● ZADANIA DO WYKONANIA:
1. Proszę odpowiedzieć na poniższe pytania na podstawie tekstu o Halinie Mareckiej, każdą odpowiedź w osobnym wierszu, oznaczoną tak samo jak pytanie.
(a) Gdzie Halina pracowała jako szwaczka?
(b) Co autor zobaczył na komódce, gdy Halina oprowadzała go po domu?
(c) Dla kogo, według Haliny, stworzono iluzję?
2. Proszę przepisać fragment tekstu o Halinie Mareckiej, który zaczyna się od słów „- Jak to? Żyjesz” i kończy słowami „w cudnej sukni.”.
3. Proszę podać dalszy ciąg tekstu o Halinie Mareckiej, zaczynając od miejsca po jego ostatnim zdaniu.

● TEKST ŹRÓDŁOWY:
━━━━

Kopciuszek bierze ślub
Halina zanim została panią Marecką była surogatką, czyli matką zastępczą. Zanim została surogatką była szwaczką w jednym z łódzkich zakładów. Zanim została szwaczką doglądała świń na ojcowskim gospodarstwie.
- I wbrew pozorom to był chyba najlepszy okres mojego życia - mówi, siedząc z równo złożonymi kolanami w przestronnym salonie z gigantyczną plazmą, tapicerowanymi czarną skórą meblami i imponującym barkiem dobrych alkoholi.

- Jak to? Żyjesz w luksusie, przecież Twoja historia to historia Kopciuszka. - Na wsi wszystko było prostsze, byłam beztroską dziewczyną bez balastu doświadczeń. Marzyłam o znalezieniu księcia z bajki, miłości i ślubie w cudnej sukni.
Chwilę wcześniej, gdy oprowadzała mnie po domu, widziałem na komódce jej ślubne zdjęcie. Halina moment przed zostaniem panią Marecką, błyszczała u boku przyszłego męża. Piękna kobieta w pięknej sukni uchwycona na kawałku papieru który udowadnia, że marzenia mogą się spełniać.

- Zdjęcia w magazynach kłamią, to zdjęcie także - mówi pozbawiając złudzeń. - To część iluzji, którą stworzyliśmy dla Kacpra. Na zdjęciu jest ślub, suknia, ale nie można sfotografować miłości. A to nie był ślub z miłości… No może z miłości do Kacperka.

━━━━

● MATERIAŁ WEJŚCIOWY:
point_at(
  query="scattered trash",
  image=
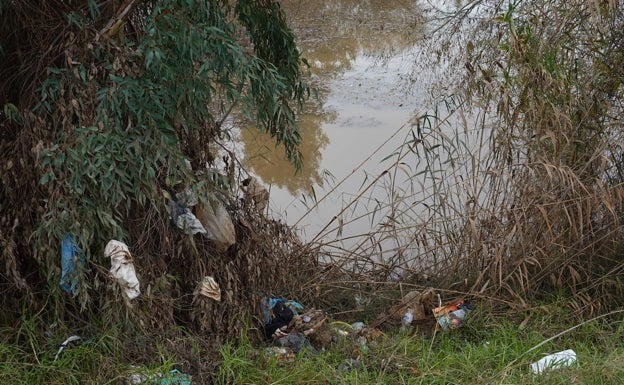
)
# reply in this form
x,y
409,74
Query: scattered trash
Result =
x,y
208,287
182,216
69,340
174,377
282,315
283,354
453,315
357,326
349,364
416,301
407,319
217,223
72,259
555,360
297,342
122,268
255,194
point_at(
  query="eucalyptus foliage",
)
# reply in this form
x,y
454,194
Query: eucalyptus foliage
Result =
x,y
106,104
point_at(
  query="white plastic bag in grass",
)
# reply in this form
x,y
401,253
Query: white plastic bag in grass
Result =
x,y
122,267
218,224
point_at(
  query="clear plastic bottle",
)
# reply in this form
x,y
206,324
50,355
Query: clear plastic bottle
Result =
x,y
407,319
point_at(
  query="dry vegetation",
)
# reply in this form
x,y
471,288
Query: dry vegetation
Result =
x,y
511,191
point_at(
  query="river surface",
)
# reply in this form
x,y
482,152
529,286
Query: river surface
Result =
x,y
363,59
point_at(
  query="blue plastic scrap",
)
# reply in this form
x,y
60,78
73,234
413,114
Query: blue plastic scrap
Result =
x,y
175,377
72,259
269,303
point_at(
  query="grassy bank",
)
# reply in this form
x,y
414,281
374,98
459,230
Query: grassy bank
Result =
x,y
493,347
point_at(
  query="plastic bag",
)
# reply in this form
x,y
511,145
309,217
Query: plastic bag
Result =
x,y
217,222
208,287
122,268
72,259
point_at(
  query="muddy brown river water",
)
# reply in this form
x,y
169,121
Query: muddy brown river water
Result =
x,y
362,58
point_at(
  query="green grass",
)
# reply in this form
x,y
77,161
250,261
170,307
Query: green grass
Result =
x,y
491,348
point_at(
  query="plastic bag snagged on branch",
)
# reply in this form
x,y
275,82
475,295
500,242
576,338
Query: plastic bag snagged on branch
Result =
x,y
217,223
122,267
210,218
208,287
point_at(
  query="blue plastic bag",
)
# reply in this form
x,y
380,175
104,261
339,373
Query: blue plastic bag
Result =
x,y
72,259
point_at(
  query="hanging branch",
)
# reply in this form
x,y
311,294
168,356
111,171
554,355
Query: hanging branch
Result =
x,y
111,28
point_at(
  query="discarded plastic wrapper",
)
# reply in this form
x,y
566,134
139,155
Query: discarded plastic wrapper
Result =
x,y
174,377
72,259
122,268
555,360
452,316
208,287
182,217
217,223
407,319
62,346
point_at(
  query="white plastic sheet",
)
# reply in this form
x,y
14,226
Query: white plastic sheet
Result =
x,y
122,267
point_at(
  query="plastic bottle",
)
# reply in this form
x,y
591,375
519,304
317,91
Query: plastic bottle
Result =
x,y
407,319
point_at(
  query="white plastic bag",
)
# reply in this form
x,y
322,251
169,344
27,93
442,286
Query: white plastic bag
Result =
x,y
556,360
122,268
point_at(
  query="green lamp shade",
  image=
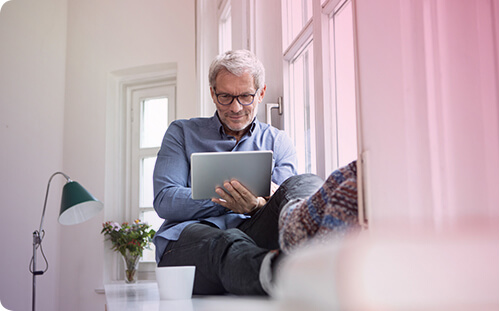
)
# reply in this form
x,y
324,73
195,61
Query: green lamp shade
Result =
x,y
77,204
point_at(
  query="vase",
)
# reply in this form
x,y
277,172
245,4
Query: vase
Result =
x,y
131,262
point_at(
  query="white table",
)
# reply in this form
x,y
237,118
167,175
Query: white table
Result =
x,y
144,296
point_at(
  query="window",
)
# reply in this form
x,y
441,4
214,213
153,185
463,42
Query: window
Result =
x,y
302,101
320,83
343,86
141,106
153,108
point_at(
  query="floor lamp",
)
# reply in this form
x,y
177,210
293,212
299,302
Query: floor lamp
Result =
x,y
77,206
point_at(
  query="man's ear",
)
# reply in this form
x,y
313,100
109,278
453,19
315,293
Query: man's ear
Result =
x,y
212,93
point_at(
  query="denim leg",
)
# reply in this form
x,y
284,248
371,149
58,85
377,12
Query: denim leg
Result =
x,y
225,260
263,226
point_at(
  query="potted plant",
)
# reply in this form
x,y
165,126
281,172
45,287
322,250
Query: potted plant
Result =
x,y
129,240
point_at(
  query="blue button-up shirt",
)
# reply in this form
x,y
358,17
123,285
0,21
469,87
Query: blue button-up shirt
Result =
x,y
172,180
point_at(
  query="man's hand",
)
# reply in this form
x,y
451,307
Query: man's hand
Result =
x,y
238,198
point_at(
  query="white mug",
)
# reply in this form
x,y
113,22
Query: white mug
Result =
x,y
175,283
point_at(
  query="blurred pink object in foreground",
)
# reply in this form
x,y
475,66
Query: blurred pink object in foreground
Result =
x,y
396,270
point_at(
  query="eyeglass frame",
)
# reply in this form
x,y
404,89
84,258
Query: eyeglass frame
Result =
x,y
235,96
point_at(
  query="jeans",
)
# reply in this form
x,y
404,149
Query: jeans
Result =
x,y
228,261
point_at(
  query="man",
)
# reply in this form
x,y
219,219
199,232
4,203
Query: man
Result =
x,y
226,238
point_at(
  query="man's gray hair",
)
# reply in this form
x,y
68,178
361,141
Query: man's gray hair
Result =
x,y
238,62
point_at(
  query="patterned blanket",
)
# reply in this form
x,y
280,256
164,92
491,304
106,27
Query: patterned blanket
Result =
x,y
331,211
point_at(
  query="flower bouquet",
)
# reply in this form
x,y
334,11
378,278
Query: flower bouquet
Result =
x,y
129,240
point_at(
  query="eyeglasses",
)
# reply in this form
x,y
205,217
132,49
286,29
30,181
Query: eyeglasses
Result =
x,y
227,99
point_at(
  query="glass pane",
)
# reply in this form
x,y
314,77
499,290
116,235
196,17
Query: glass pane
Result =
x,y
151,218
299,13
303,125
146,182
345,85
154,121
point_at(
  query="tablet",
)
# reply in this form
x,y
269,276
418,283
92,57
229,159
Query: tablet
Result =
x,y
211,169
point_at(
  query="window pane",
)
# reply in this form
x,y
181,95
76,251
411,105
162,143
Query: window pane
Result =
x,y
151,218
154,121
303,125
299,13
146,182
345,95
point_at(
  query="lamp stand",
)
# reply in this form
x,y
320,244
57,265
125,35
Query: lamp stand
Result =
x,y
77,206
37,242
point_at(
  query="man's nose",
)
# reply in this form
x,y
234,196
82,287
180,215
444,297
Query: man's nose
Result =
x,y
235,106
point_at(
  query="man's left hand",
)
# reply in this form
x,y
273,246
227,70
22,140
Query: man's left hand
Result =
x,y
238,198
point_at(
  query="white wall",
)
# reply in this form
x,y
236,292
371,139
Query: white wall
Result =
x,y
32,69
55,58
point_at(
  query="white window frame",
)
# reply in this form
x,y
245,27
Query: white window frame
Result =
x,y
120,176
153,90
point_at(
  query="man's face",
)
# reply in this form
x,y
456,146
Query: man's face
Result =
x,y
235,117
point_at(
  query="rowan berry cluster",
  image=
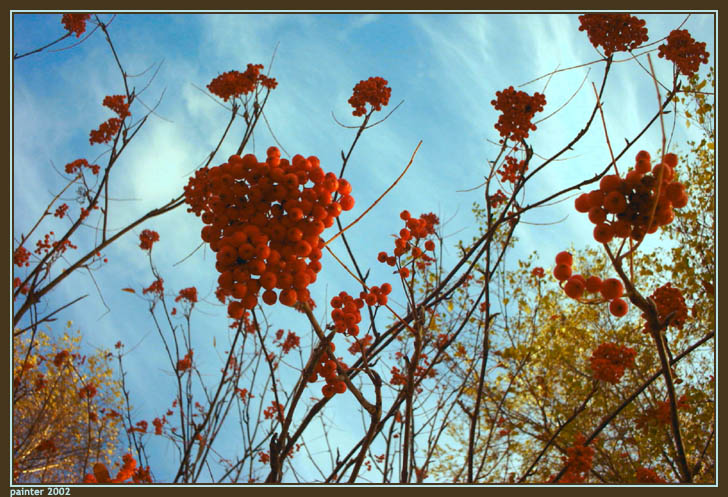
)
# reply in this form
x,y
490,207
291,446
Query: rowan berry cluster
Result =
x,y
111,127
373,91
147,238
575,285
637,204
648,476
517,109
346,313
21,257
609,361
578,460
128,470
186,362
61,211
669,299
614,32
157,287
234,83
415,231
512,169
326,369
188,294
75,23
88,391
77,165
684,51
264,223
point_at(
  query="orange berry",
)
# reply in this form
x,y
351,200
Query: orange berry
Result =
x,y
288,297
564,258
612,288
347,202
643,155
603,233
574,287
562,272
593,284
270,298
670,159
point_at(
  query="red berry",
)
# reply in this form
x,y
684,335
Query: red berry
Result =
x,y
618,307
564,258
562,272
593,284
612,289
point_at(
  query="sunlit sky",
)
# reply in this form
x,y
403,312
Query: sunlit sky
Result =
x,y
444,68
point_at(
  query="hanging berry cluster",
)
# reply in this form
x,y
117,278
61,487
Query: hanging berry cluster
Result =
x,y
416,230
575,285
518,108
373,91
264,224
614,32
638,204
234,83
75,23
345,314
684,51
326,369
669,300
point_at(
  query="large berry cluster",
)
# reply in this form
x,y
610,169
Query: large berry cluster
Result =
x,y
517,108
609,361
264,223
373,91
630,201
575,285
75,23
614,32
669,299
326,368
235,83
345,313
684,51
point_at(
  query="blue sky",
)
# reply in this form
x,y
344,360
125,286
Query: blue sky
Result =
x,y
446,68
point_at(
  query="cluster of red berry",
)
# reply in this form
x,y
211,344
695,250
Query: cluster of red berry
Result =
x,y
639,203
669,299
373,91
609,361
111,127
77,165
346,314
512,169
614,32
75,23
264,224
147,239
610,289
415,230
518,108
235,83
647,476
326,369
684,51
376,295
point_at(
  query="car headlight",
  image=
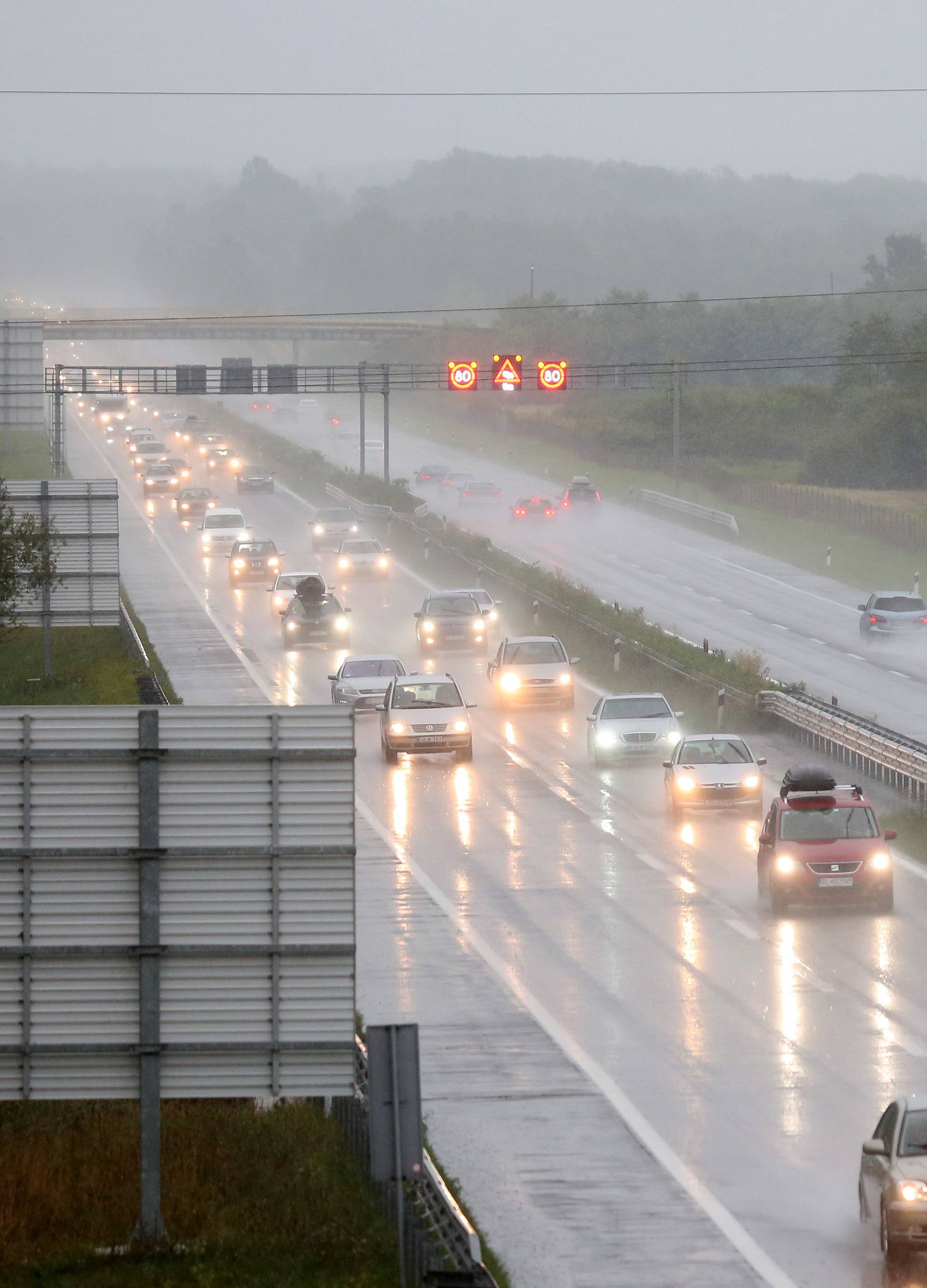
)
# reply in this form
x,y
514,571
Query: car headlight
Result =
x,y
913,1190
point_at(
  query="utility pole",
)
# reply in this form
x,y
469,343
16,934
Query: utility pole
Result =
x,y
362,409
385,424
676,428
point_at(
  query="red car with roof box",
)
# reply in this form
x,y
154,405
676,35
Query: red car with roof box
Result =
x,y
822,841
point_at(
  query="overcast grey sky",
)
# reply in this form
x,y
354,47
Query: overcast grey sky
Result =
x,y
433,44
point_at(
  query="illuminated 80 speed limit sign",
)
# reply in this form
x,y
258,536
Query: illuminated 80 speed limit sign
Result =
x,y
463,375
551,374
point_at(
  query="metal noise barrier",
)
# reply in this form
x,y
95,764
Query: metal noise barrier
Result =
x,y
437,1233
889,756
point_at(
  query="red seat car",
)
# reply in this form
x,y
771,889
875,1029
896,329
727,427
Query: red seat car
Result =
x,y
823,843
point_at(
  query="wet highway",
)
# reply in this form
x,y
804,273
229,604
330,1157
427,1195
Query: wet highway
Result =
x,y
701,587
758,1053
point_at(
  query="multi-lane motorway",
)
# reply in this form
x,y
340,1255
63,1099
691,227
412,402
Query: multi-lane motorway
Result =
x,y
750,1055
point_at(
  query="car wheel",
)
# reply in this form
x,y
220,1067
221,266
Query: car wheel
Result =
x,y
890,1246
886,901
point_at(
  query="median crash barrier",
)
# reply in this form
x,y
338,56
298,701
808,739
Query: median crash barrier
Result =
x,y
437,1233
720,518
860,743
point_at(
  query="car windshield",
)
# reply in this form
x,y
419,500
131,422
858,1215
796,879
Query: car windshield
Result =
x,y
257,548
900,604
371,666
829,824
435,693
714,751
451,606
634,709
913,1140
223,521
535,652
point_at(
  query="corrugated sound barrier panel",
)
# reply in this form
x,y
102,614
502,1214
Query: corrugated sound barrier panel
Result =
x,y
177,882
85,516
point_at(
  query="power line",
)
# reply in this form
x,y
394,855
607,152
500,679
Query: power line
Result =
x,y
463,93
482,308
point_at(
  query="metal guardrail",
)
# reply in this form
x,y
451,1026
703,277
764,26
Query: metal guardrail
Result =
x,y
149,686
438,1234
856,741
698,512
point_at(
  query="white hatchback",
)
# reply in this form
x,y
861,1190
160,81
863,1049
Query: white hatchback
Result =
x,y
222,529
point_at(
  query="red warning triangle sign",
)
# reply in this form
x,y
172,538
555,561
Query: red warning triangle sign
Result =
x,y
508,375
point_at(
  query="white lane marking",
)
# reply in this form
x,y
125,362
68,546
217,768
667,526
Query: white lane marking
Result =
x,y
634,1120
742,928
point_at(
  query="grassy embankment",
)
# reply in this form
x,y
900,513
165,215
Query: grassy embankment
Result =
x,y
858,560
250,1200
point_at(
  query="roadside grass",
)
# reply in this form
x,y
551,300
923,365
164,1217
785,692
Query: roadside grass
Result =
x,y
91,668
252,1200
157,665
25,455
857,560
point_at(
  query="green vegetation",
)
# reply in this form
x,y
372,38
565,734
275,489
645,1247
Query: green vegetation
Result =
x,y
91,668
25,455
252,1200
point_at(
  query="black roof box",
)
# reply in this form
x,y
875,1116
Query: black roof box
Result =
x,y
808,778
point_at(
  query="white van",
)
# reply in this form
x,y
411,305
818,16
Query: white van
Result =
x,y
222,529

━━━━

● OCZEKIWANE ODPOWIEDZI:
1.
(a) W jednym z łódzkich zakładów.
(b) Jej ślubne zdjęcie.
(c) Dla Kacpra.

2.
- Jak to? Żyjesz w luksusie, przecież Twoja historia to historia Kopciuszka. - Na wsi wszystko było prostsze, byłam beztroską dziewczyną bez balastu doświadczeń. Marzyłam o znalezieniu księcia z bajki, miłości i ślubie w cudnej sukni.

3.
Pierwsza pani Marecka
Dzień Wszystkich Świętych, rodzinna wizyta na grobie cioci Ani. Mały Kacper z zaciekawieniem ogląda niesiony przez siebie znicz, tuż za nim idą Dawid i Halina Mareccy. Chłopiec jest jeszcze zbyt mały, by podejrzane mogły mu się wydać daty na nagrobku. Anna Marecka, rocznik jego ojca, zmarła dwa miesiące przed jego narodzinami. Zresztą jakie podejrzenia można wysnuć wobec ciotki? Nikt mu nigdy nie powie, przynajmniej tak się zarzekają, że kobieta która tam leży była żoną jego ojca i że miała być jego matka. Szaleniec rozpędzony do 170 km/h wjechał w jej samochód, śmierć na miejscu. Kacpra w ogóle nie byłoby na świecie, gdyby w łonie nie nosiła go obca kobieta, ta do której teraz co rano mówi: "Mamo".

- Można urodzić się biednym, można sytuowanym. Ale każdy ma prawo do normalnego domu, dwójki kochających rodziców - tłumaczy Marecki.
Sam takiego nie miał, od 25 lat nie odzywa się do ojca. Punktem krytycznym w ich relacji była pięść Dawida, która wylądowała na twarzy rodziciela.
- Kazał mi się przeprosić. Ale ja tego nie żałuję. Wiem, że gdybym wtedy go nie uderzył, on uderzyłby, zresztą tak jak wiele razy wcześniej, matkę.

Postanowił, że jego dom będzie wyglądać inaczej. Annę poznał na prywatce, na ostatnim roku studiów. Potem wszystko potoczyło się błyskawicznie. Narzeczeństwo, ślub i siedemnaście lat wspólnego życia, zgodnego, szybkiego. Tak to jest, gdy schodzi się ze sobą dwójka ambitnych ekonomistów i do domu nie wracają przed dwudziestą. Punkty zwrotne tej historii: pierwsze zagraniczne wakacje, pierwszy samochód, zakup domu, no i wreszcie 38 urodziny Dawida. Anna dała na nie mężowi do połowy puste pudełko tabletek antykoncepcyjnych, chciała przerwać ich stosowanie i ofiarować mu dziecko.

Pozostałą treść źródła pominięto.